[TASK DIRECTIONS]: Retype the data below line for line without changing anything, and leave the pictures out of your copy.

===============

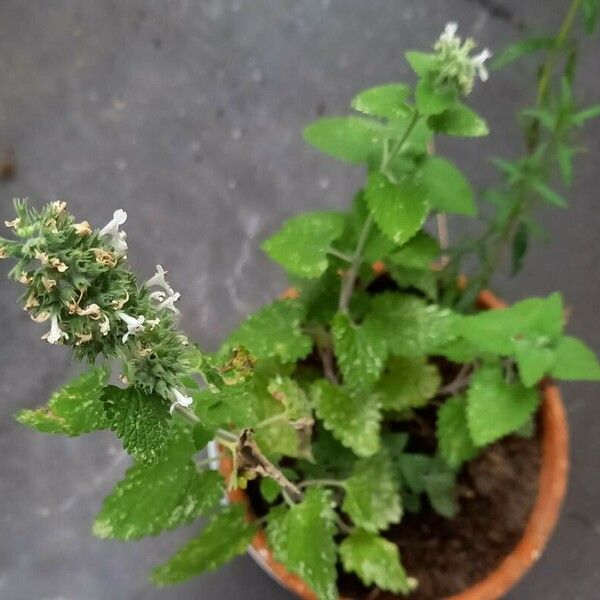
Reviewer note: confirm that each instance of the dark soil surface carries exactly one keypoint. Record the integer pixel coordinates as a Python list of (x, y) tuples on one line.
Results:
[(497, 492)]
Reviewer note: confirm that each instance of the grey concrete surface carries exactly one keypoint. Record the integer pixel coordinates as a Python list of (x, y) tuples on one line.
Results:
[(187, 114)]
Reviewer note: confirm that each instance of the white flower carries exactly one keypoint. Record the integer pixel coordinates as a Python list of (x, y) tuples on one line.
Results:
[(134, 325), (56, 333), (112, 229), (158, 280), (478, 61), (449, 32), (180, 400)]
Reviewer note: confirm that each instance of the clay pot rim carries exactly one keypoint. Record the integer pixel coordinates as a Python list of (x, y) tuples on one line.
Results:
[(542, 520)]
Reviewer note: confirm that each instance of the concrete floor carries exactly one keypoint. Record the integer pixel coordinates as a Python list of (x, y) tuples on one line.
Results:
[(187, 114)]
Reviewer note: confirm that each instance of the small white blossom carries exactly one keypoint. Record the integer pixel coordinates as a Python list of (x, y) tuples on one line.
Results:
[(478, 61), (56, 334), (180, 400), (158, 280), (112, 229), (134, 325)]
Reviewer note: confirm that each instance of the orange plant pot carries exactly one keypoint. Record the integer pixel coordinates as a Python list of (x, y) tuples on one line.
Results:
[(541, 523)]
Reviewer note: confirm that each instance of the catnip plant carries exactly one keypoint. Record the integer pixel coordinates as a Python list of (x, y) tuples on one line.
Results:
[(313, 397)]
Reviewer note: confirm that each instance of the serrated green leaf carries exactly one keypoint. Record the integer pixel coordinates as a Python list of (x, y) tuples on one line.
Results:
[(353, 419), (496, 408), (399, 209), (533, 360), (225, 537), (360, 351), (376, 561), (449, 190), (140, 420), (411, 326), (73, 410), (385, 101), (417, 253), (302, 539), (351, 139), (301, 246), (420, 62), (495, 331), (575, 361), (432, 99), (274, 332), (372, 497), (459, 121), (407, 383), (159, 497), (454, 440)]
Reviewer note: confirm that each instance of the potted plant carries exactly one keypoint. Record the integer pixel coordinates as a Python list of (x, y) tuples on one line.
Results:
[(387, 427)]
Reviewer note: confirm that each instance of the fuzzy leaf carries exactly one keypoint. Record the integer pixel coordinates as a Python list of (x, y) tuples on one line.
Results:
[(73, 410), (496, 408), (225, 537), (140, 420), (353, 419), (372, 497), (449, 190), (407, 383), (302, 539), (575, 361), (351, 139), (399, 209), (376, 561), (160, 497), (301, 246), (274, 332), (383, 101), (454, 440), (459, 121), (495, 331), (411, 326), (360, 351)]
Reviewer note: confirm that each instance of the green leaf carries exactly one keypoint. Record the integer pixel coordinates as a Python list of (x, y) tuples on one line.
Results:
[(533, 360), (422, 64), (432, 99), (73, 410), (522, 48), (140, 420), (407, 383), (399, 209), (302, 245), (225, 537), (454, 440), (302, 539), (449, 190), (417, 253), (385, 101), (459, 121), (353, 419), (372, 497), (495, 331), (160, 497), (575, 361), (496, 408), (360, 351), (411, 326), (274, 332), (376, 561), (351, 139)]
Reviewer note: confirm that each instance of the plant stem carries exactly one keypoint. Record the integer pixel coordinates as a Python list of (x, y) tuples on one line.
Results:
[(352, 273)]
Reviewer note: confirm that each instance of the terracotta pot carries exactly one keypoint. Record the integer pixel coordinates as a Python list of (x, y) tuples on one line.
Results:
[(541, 523)]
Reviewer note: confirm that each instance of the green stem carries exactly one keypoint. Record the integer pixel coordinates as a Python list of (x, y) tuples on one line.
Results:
[(352, 273)]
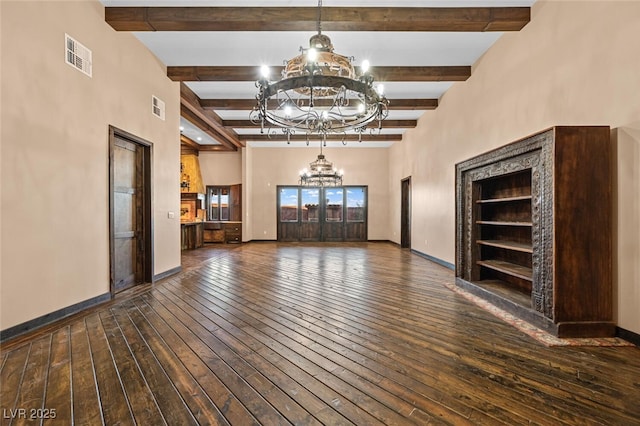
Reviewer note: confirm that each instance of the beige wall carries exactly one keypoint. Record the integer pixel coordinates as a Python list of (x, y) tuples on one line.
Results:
[(221, 168), (271, 167), (54, 153), (574, 63)]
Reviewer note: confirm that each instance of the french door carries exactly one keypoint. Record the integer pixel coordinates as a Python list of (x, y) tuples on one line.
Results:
[(322, 213)]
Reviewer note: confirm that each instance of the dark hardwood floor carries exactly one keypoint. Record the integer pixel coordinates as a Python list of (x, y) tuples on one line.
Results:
[(269, 333)]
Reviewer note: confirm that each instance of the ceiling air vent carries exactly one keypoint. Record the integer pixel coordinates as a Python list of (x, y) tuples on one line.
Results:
[(77, 55), (157, 107)]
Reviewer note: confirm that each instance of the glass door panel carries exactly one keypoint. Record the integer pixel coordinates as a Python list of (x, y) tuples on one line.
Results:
[(333, 207)]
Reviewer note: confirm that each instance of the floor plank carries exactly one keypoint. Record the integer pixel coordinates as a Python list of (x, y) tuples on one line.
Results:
[(271, 333)]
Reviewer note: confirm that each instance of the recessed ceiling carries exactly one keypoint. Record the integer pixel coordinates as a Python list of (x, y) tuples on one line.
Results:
[(255, 48)]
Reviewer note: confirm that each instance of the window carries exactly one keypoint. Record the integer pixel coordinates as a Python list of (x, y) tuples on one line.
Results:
[(289, 204), (310, 204), (333, 206), (218, 203), (356, 203)]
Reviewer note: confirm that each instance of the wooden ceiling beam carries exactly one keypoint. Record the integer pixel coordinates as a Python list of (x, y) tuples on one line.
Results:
[(206, 120), (205, 126), (386, 124), (278, 137), (477, 19), (380, 74), (248, 104)]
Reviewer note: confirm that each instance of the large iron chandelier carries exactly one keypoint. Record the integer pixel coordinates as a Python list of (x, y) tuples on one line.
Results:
[(321, 173), (319, 93)]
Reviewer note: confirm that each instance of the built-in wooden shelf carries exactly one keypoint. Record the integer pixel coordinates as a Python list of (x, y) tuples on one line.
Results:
[(508, 268), (533, 229), (504, 199), (509, 245), (501, 223)]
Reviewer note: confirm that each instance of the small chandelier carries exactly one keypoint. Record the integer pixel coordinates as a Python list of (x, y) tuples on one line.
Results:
[(319, 94), (321, 173)]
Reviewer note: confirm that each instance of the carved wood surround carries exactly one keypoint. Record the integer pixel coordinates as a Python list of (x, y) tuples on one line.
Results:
[(569, 287)]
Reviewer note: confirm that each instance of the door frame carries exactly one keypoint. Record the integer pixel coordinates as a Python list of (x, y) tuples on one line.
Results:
[(147, 217), (405, 212), (347, 228)]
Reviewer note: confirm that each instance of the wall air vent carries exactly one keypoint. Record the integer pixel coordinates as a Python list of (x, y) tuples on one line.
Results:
[(157, 107), (77, 55)]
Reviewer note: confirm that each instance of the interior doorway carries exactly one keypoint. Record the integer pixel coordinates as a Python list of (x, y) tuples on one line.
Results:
[(405, 213), (131, 256)]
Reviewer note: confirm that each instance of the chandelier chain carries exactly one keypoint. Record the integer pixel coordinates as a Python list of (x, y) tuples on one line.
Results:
[(319, 25)]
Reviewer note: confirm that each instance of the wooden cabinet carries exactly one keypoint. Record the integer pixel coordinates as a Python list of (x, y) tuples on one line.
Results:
[(192, 235), (233, 232), (223, 232), (533, 229)]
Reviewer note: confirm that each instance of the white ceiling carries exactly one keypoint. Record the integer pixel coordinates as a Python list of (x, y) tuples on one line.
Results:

===============

[OUTPUT OF THE EXERCISE]:
Reviewer note: confirm that each instance of the dark soil surface carries exactly one keypoint. Record the integer pixel coordinates as a Python list of (x, y) tuples on one line.
Results:
[(497, 492)]
Reviewer note: confirm that each instance of the grey concrete surface carries exactly one keypoint. Record the integer pixel coordinates as a Python list of (x, y) tuples on one line.
Results:
[(187, 114)]
Reviewer note: confirm that each instance of the white flower carries exactly one keypoint. Record the integer pixel coordinates as a Python list of (x, y) tuples on one line.
Results:
[(134, 325), (56, 333), (112, 229), (158, 280), (478, 61), (449, 32), (180, 400)]
Reviewer note: confirm that each instance of the clay pot rim carries exactly one keypoint. Record the integer pixel coordinates as a Python list of (x, y) tuples on one line.
Results:
[(542, 520)]
Reviewer note: confirm that each instance of the concrete floor carries exactly one keypoint. Record the integer pixel coordinates as a Python list of (x, y) tuples on one line.
Results:
[(187, 114)]
Reviewer note: confirm that each instance of the small white blossom carries exactly one keypoint. Record the integer pixel coordinates as a Python list of (x, y) tuples on one line.
Results:
[(478, 61), (56, 334), (180, 400), (158, 280), (112, 229), (134, 325)]
Reviewer note: confirm that each instance of the orange plant pot carries exactly one keypoint. Record the integer pixel coordinates as a Python list of (x, y) tuples on one line.
Results:
[(541, 523)]
Reviewer note: confirm that each instance of the catnip plant carries exactly one keypoint. Record the integer pixel coordinates as a Python list of (x, y) tuples on one line.
Results:
[(313, 397)]
Reviewer note: confirm that each instance of the serrated green leaf carries exactly one keypoint. Record the integer pixel coordinates as a Python list of (x, y) tuples on one line.
Results:
[(353, 419), (496, 408), (399, 209), (533, 360), (225, 537), (360, 351), (376, 561), (449, 190), (140, 420), (411, 326), (73, 410), (385, 101), (417, 253), (302, 539), (351, 139), (301, 246), (420, 62), (495, 331), (575, 361), (432, 99), (274, 332), (372, 497), (459, 121), (407, 383), (159, 497), (454, 440)]
Reviewer note: confirm that each instance of the potted plant carries exactly one keypoint. Record the integer pixel coordinates as a Python list of (x, y) tuples on one line.
Results:
[(387, 427)]
Reviewer note: confirm that each instance of the fuzzy leaf carries exactly one keypoint. Record the integer pixel coordinates as a Python list of (x, y) tuples on one line.
Results:
[(73, 410), (496, 408), (225, 537), (140, 420), (353, 419), (372, 497), (449, 190), (407, 383), (302, 539), (575, 361), (351, 139), (399, 209), (376, 561), (160, 497), (301, 246), (274, 332), (383, 101), (454, 440), (459, 121), (495, 331), (411, 326), (360, 351)]
Reviewer note: confirm that each instance of the green leaf carries exactly one keypoint. Record the integer pixel coordinates as a Python list of (x, y) tuples on one line.
Results:
[(533, 360), (422, 64), (432, 99), (73, 410), (522, 48), (140, 420), (407, 383), (399, 209), (302, 245), (225, 537), (454, 440), (302, 539), (449, 190), (417, 253), (385, 101), (459, 121), (353, 419), (372, 497), (495, 331), (160, 497), (575, 361), (496, 408), (360, 351), (411, 326), (274, 332), (376, 561), (351, 139)]
Reviewer note: confirm that each instance of the plant stem carries exactly one keypoint. Record the integer pixel coordinates as a Python list of (x, y) tuples on one line.
Results:
[(352, 273)]
Reviewer note: confirm that each instance of the terracotta pot carries exactly one keypoint. Record the integer pixel coordinates as a Python list of (x, y) tuples on one line.
Results:
[(541, 523)]
Reviewer note: confirm that each instance of the green stem carries exactly one keypoint. Record the integer pixel coordinates as a Python list of (x, y) tuples on one line.
Results:
[(352, 273)]
Reviewer note: confirm that each instance of the beige wall carries exactly one keypoint. Record the integer pixel coordinates as a Python list of (x, y) tuples on one line.
Results:
[(221, 168), (271, 167), (54, 153), (574, 63)]
Reviewer note: confirm that each instance of the french door carries exactly one keypoint. Record the integer pixel coordinates as a Python list of (x, y) tuples on one line.
Results:
[(322, 213)]
Reviewer note: confirm that each instance of the dark hardwood floor carries exactly one keypoint. Record the integer pixel coordinates as a Python list of (x, y) tuples on one line.
Results:
[(269, 333)]
Reviewer note: confirm that each instance of the ceiling air vent carries exactly one keypoint. Record the integer pixel coordinates as a Python list of (x, y) tuples on one line.
Results:
[(77, 55), (157, 107)]
Reviewer note: confirm that each instance of the glass door panel carries exactly one keypoint. Record the integer pixel coordinates as a Python list of (x, y) tuples on one line.
Results:
[(333, 207)]
Reviewer note: confirm that each instance of the floor plank carries exactly one keypoint. Record the integer pixel coordinates as a Python list of (x, y) tuples on one line.
Results:
[(271, 333)]
Reviewer note: confirm that each instance of the recessed ceiling carries exactly one keypoint. Record the integer pixel coordinates as a Python list of (x, y) tuples on one line.
Results:
[(255, 48)]
Reviewer note: confirm that each instance of the window carries exactly one keypoint. Record the integer pixel coordinates as a Python list of (x, y) tuples on one line.
Results:
[(289, 204), (310, 204), (333, 206), (218, 203), (356, 203)]
Reviewer note: confirm that each instance of the wooden ceiling beam carries exactly one keypoint. Record the integer pixel coordinates as a Python list of (x, y) tuples on one line.
Results:
[(206, 120), (205, 126), (386, 124), (278, 137), (477, 19), (380, 74), (248, 104)]
Reviewer note: confirm that each instance of the large iron chandelier carries exactly one keypoint. Record the integer pixel coordinates as a Python list of (x, y) tuples on one line.
Results:
[(321, 173), (319, 93)]
Reviewer note: confirm that each instance of the built-in wooden shelf carries exactly one keypoint. Record the integer pixel coordinates as a Python list of (x, y) tuples on one line.
Results:
[(508, 268), (533, 229), (504, 199), (509, 245), (501, 223)]
Reviewer note: confirm that each instance of the small chandelier carries exactly one keypoint. Record the integer pixel coordinates as a Python list of (x, y) tuples on one line.
Results:
[(319, 94), (321, 173)]
Reviewer note: confirm that each instance of the carved wood surround carries exactly one keypoint. Record the integer pixel coordinates as a Python list of (x, y) tuples on one line.
Results:
[(569, 287)]
Reviewer note: confirm that each instance of the door frame carries exactly one keypoint. Record the integer pixel coordinates as a Python list of (x, y) tuples on one line.
Results:
[(147, 217), (405, 212), (347, 228)]
Reviewer note: confirm that each instance of the wall air vent carries exactly one keypoint. Record the integer pixel coordinates as a Python list of (x, y) tuples on one line.
Results:
[(157, 107), (77, 55)]
Reviewer note: confirm that each instance of the interior doorway carries exactly one keypoint. Record the integer pixel coordinates as a Python list of (x, y) tuples on one line.
Results:
[(405, 213), (131, 256)]
Reviewer note: confirm that each instance of the chandelier chain carries exactly one keypoint. Record the integer pixel coordinates as a Python list of (x, y) tuples on one line.
Results:
[(319, 25)]
Reviewer note: confirm that each instance of the wooden cabinet carries exactly one keypoint. Record the integer pixel coordinates as a Python list of (x, y) tuples on one line.
Results:
[(192, 235), (233, 232), (223, 232), (533, 229)]
Reviewer note: confirm that each instance of the white ceiling carries exactly one keypoint. Record the integer pixel coordinates as a Python list of (x, y) tuples on one line.
Results:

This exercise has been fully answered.